• Tasks to complete:
(1) In the essay on deficit policy, around what year did supporters of the surplus agenda expect the baby-boom generation to retire?
(2) Write out word for word the stretch of the essay on deficit policy from "The curious thing" through "declining) debt-to-GDP ratio.".

• Text segment:
━━━━━━━━━━━━━━━━

I find it hard to disagree with my esteemed semi-adversary Jeff Faux. He says so many reasonable and intelligent things. However, let me pick a nit. Mr. Faux writes: "Some deficit reduction was reasonable. After all, a fiscal deficit that was rising faster than income is ultimately unsustainable. But the Clinton-Rubin buy-in to a 19th-century Republican economic agenda was clearly over the top."
To those of us who did buy in to the go-for-a-surplus agenda, it was not a 19th-century Republican economic agenda that we thought we were buying in to. It was a 21st-century Democratic economic agenda. We were looking forward to 2020 or so, when the baby-boom generation retires and when Social Security, Medicare, and Medicaid expenditures start to rise rapidly as shares of the gross domestic product. Running surpluses now, giving the country the debt capacity to finance these forthcoming rises in social-insurance expenditures, seemed to us a wise policy. The alternative -- to merely stabilize the debt-to-GDP ratio and make no special provision for the generational future -- seemed to us likely to create a situation in which a) the elderly programs eat the rest of the social-insurance state alive and b) they then self-destruct.
Truth be told, however, relatively few people ever bought the "surplus" policy as a positive good rather than as a necessary evil. Robert Rubin bought it. Lawrence Summers bought it. Those of us who carried spears for them bought it. The Concord Coalition bought it. But the rest? Nah. Nearly all Democrats would rather have hadmoderate deficits -- a stable or slightly declining debt-to-GDP ratio -- and expanded social-insurance spending. Nearly all Republicans would rather have had large tax cuts for the $200,000-plus-a-year crowd, deficit be damned. But in the late 1990s, Republicans preferred surpluses to expanded social-insurance spending. And Democrats preferred surpluses to big tax cuts for the $200,000-plus-a-year crows.
Would we have had a '90s boom with a slightly higher deficit? Yes. The big benefits probably came from shifting the United States from a deficit path that was clearly unsustainable to one in which investors and money managers could look to the future and see a U.S. government that had its finances stable. Beyond that, each percentage point of GDP shaved off the deficit had benefits -- a 0.1 percent per year acceleration in the rate of economic growth, or perhaps a 0.2 percent per year acceleration? -- but not ones that would have justified additional pruning of the federal government.
Would Alan Greenspan have cooperated and tried to keep interest rates low if the Clinton administration's attack on the deficit had been less enthusiastic? I believe that he would have, even without dire hints about the unlikelihood of his reappointment. After all, four times in his tenure he has gone against the central-banker consensus and kept interest rates much lower than his peers thought proper: in the aftermath of the 1987 stock-market crash; during 1993, in an attempt to provide support for deficit reduction; in the late 1990s, as he bet that the new economy was real and that potential output was growing much faster than his staff believed; and again today, when the United States has the fastest growth rate and the lowest interest rates of the North Atlantic economies.
The curious thing to me is how Greenspan has managed to retain his reputation as an inflation hawk given his demonstrated propensity to take monetary policy risks in order to achieve faster growth. Fear of Greenspan was a good reason not to acquiesce in a budgetary policy with an exploding debt. Fear of Greenspan was not a reason to push for a surplus rather than for a stable (or slightly declining) debt-to-GDP ratio.
Bradford DeLong is a professor of economics at the University of California, Berkeley.

━━━━━━━━━━━━━━━━

• Supplied records:
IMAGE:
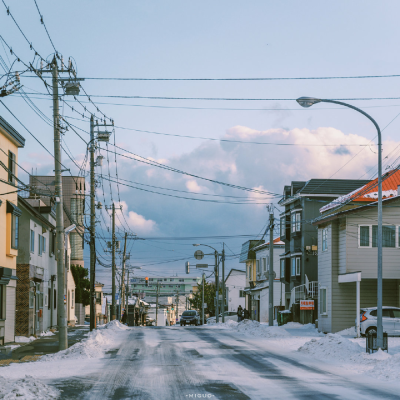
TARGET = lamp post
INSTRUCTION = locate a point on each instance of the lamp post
(217, 281)
(308, 102)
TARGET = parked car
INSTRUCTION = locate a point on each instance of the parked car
(390, 320)
(190, 317)
(228, 315)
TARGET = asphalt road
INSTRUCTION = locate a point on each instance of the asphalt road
(183, 363)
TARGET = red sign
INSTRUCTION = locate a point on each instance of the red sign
(306, 304)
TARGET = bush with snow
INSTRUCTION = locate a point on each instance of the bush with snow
(27, 388)
(94, 346)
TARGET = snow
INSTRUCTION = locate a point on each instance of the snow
(24, 339)
(26, 388)
(48, 333)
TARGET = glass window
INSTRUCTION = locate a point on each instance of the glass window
(324, 239)
(298, 266)
(14, 231)
(298, 222)
(282, 268)
(322, 300)
(32, 241)
(364, 236)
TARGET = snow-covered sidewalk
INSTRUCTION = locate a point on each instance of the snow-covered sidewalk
(27, 380)
(340, 350)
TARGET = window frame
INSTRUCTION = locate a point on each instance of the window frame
(323, 310)
(298, 265)
(325, 239)
(32, 245)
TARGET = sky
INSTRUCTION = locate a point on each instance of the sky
(208, 39)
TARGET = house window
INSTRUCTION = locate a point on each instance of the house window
(32, 241)
(283, 227)
(298, 266)
(14, 231)
(40, 244)
(322, 300)
(1, 301)
(368, 235)
(324, 239)
(11, 167)
(282, 267)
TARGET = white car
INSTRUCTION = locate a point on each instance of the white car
(229, 315)
(390, 320)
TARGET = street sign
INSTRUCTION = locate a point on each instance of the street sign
(306, 304)
(198, 255)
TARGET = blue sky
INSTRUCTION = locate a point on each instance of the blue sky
(225, 39)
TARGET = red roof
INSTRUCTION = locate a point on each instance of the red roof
(369, 192)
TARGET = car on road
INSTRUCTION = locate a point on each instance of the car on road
(190, 317)
(229, 315)
(390, 320)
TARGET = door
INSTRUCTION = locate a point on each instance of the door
(396, 318)
(388, 321)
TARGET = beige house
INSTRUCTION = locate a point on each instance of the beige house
(10, 142)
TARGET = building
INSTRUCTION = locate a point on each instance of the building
(73, 188)
(36, 297)
(257, 292)
(347, 256)
(10, 142)
(235, 284)
(299, 261)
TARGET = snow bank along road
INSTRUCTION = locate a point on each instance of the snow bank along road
(181, 363)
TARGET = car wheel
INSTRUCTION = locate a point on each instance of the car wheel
(371, 330)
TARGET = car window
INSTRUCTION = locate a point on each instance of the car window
(189, 313)
(386, 313)
(396, 313)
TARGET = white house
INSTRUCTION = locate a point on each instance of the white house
(235, 284)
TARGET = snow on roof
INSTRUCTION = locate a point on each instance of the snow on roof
(369, 192)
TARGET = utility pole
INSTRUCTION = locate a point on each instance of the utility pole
(271, 266)
(92, 231)
(216, 287)
(223, 282)
(123, 274)
(61, 309)
(127, 295)
(113, 307)
(202, 304)
(158, 286)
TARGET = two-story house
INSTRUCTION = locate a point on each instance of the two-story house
(347, 255)
(36, 301)
(299, 261)
(10, 142)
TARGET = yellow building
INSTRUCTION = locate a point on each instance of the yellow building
(10, 142)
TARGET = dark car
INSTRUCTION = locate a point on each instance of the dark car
(190, 317)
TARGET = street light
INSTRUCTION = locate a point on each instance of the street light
(308, 102)
(217, 282)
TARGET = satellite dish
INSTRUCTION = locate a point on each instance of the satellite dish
(198, 255)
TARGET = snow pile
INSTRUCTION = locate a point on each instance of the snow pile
(332, 346)
(94, 346)
(348, 332)
(24, 339)
(48, 333)
(27, 388)
(254, 328)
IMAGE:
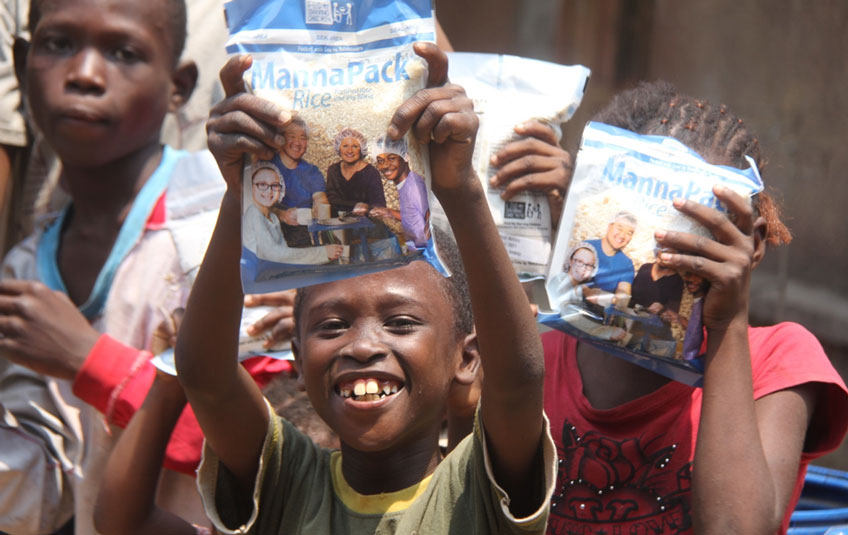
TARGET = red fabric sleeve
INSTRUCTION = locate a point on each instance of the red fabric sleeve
(115, 379)
(114, 370)
(788, 355)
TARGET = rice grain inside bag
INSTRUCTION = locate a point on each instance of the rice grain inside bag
(328, 206)
(604, 282)
(508, 91)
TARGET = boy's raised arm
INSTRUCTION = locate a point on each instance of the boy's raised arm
(511, 403)
(228, 404)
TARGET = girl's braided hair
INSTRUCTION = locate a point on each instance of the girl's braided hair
(712, 131)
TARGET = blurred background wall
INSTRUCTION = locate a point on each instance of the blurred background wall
(780, 64)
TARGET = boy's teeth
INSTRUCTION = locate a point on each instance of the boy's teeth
(371, 387)
(368, 389)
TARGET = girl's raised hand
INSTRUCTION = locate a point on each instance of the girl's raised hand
(534, 163)
(444, 115)
(725, 261)
(243, 123)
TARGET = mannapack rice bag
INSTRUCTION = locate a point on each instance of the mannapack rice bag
(340, 199)
(604, 283)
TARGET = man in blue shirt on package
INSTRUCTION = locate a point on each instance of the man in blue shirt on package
(615, 269)
(305, 185)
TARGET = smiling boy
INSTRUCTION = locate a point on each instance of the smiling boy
(378, 357)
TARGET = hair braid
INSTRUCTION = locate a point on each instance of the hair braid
(656, 108)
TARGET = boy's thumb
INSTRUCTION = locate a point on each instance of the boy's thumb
(232, 73)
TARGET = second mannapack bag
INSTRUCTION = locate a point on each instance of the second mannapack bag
(340, 199)
(605, 285)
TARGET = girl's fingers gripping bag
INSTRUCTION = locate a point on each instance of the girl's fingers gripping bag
(508, 91)
(604, 283)
(340, 198)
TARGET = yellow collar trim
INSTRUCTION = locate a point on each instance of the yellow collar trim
(373, 504)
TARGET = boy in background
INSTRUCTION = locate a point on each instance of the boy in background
(378, 356)
(100, 76)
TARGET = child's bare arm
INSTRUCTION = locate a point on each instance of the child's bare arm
(226, 401)
(126, 501)
(745, 447)
(511, 406)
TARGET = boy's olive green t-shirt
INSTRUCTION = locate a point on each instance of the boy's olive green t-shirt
(300, 489)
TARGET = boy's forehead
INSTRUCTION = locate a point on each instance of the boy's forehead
(152, 15)
(416, 281)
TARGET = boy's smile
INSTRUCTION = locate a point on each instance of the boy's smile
(98, 77)
(378, 355)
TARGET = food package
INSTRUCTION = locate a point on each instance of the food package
(340, 199)
(507, 91)
(604, 283)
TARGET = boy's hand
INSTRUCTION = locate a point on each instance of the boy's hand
(535, 163)
(725, 261)
(280, 321)
(42, 329)
(242, 124)
(442, 114)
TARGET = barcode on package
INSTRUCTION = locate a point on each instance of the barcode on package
(522, 210)
(319, 12)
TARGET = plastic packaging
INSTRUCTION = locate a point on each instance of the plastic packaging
(604, 283)
(328, 206)
(508, 91)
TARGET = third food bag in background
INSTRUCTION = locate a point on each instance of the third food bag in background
(508, 91)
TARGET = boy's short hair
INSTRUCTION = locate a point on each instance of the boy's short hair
(454, 288)
(175, 17)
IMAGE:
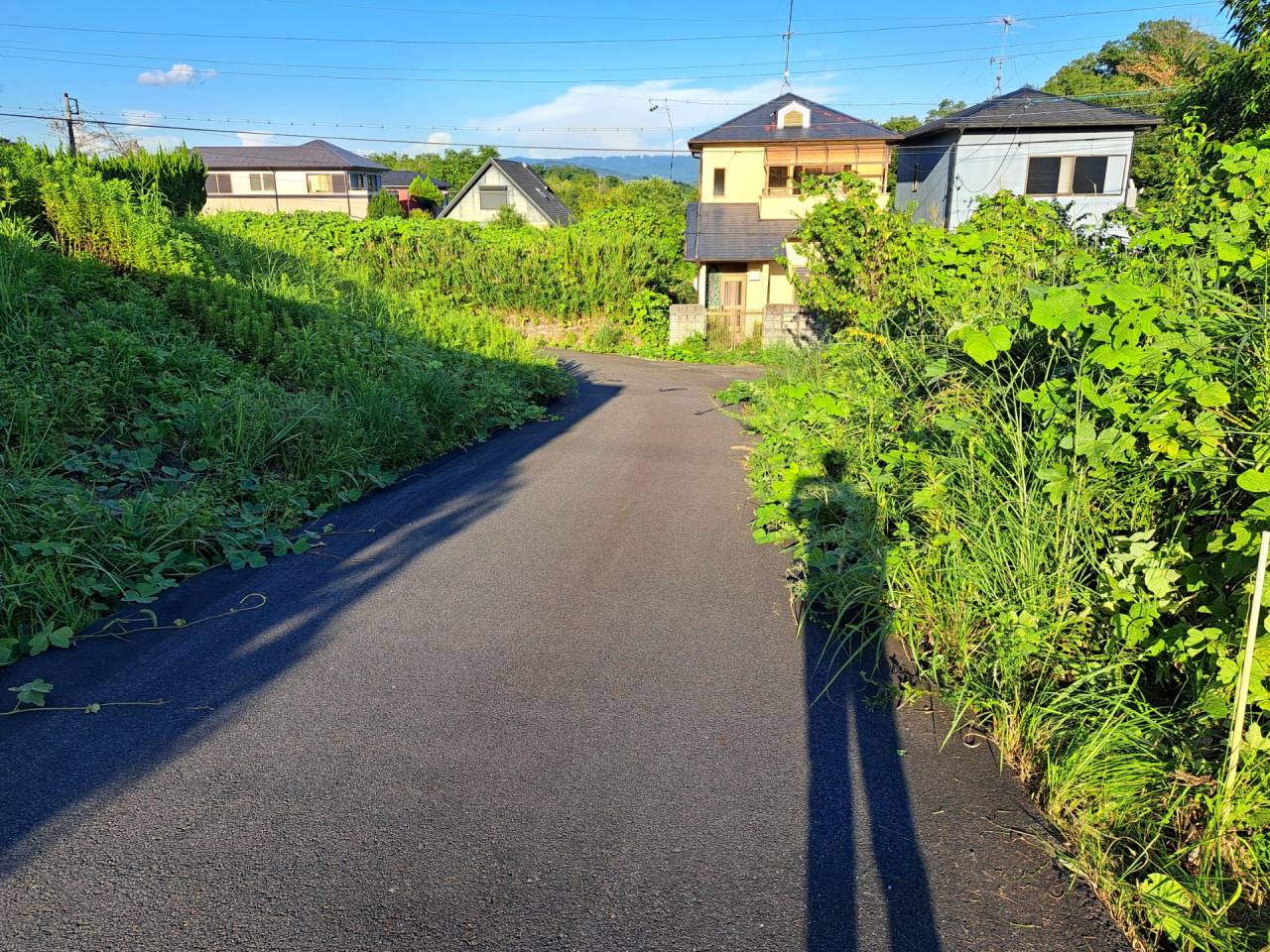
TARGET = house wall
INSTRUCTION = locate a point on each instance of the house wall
(988, 162)
(746, 176)
(467, 208)
(290, 194)
(922, 178)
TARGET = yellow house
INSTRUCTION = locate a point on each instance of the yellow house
(751, 198)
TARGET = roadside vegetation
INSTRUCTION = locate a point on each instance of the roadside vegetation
(175, 395)
(1039, 462)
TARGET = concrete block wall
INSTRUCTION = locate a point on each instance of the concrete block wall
(686, 320)
(789, 324)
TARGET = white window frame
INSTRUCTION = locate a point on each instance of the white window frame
(793, 107)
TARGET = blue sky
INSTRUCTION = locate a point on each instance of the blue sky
(539, 79)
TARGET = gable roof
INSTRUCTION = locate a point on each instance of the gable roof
(1032, 108)
(825, 125)
(403, 178)
(527, 182)
(731, 231)
(316, 154)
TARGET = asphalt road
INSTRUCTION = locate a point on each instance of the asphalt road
(543, 694)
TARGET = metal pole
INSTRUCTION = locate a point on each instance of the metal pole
(70, 122)
(1241, 694)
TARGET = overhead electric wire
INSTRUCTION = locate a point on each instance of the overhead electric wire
(558, 41)
(28, 48)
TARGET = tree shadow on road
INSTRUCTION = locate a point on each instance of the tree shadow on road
(855, 756)
(261, 625)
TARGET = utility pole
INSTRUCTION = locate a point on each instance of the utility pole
(1006, 23)
(786, 37)
(70, 121)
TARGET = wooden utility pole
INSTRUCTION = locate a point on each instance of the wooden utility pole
(70, 121)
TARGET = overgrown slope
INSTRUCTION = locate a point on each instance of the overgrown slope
(173, 397)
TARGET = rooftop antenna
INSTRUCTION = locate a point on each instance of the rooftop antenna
(1006, 23)
(786, 36)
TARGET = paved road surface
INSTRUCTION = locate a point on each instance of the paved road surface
(554, 701)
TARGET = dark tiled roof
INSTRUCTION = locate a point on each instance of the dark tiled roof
(760, 126)
(1030, 108)
(399, 178)
(527, 180)
(719, 231)
(316, 154)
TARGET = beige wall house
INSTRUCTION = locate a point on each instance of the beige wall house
(500, 182)
(751, 197)
(314, 177)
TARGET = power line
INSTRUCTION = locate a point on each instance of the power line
(400, 41)
(471, 145)
(28, 48)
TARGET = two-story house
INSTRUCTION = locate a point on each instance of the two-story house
(1029, 143)
(316, 177)
(751, 175)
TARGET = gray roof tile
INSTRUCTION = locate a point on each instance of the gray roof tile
(316, 154)
(719, 231)
(527, 181)
(1032, 108)
(758, 125)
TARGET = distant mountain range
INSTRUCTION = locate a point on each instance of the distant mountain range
(626, 167)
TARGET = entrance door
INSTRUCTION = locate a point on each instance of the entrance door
(729, 329)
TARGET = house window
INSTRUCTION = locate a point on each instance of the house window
(493, 197)
(1089, 175)
(1043, 176)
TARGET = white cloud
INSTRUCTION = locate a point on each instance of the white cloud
(255, 139)
(437, 143)
(603, 116)
(181, 73)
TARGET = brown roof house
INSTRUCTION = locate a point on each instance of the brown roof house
(316, 177)
(751, 198)
(1028, 143)
(500, 182)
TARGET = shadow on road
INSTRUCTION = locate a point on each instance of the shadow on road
(856, 766)
(208, 670)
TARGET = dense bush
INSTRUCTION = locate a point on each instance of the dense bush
(587, 270)
(385, 204)
(173, 397)
(1040, 463)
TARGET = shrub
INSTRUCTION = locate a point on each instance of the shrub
(385, 204)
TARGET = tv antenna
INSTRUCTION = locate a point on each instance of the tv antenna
(786, 36)
(1006, 23)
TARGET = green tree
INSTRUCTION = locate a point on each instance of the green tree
(385, 204)
(1146, 71)
(1232, 98)
(425, 191)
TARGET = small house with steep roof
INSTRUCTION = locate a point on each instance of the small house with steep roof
(502, 182)
(316, 177)
(1029, 143)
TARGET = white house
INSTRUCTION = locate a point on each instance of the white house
(500, 182)
(1029, 143)
(314, 177)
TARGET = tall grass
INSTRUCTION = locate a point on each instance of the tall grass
(175, 398)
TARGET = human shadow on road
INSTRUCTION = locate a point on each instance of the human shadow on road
(853, 752)
(261, 625)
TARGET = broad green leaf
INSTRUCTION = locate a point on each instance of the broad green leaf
(1255, 480)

━━━━━━━━━━━━━━━━

• Exercise responses:
(1) 2020 or so.

(2)
The curious thing to me is how Greenspan has managed to retain his reputation as an inflation hawk given his demonstrated propensity to take monetary policy risks in order to achieve faster growth. Fear of Greenspan was a good reason not to acquiesce in a budgetary policy with an exploding debt. Fear of Greenspan was not a reason to push for a surplus rather than for a stable (or slightly declining) debt-to-GDP ratio.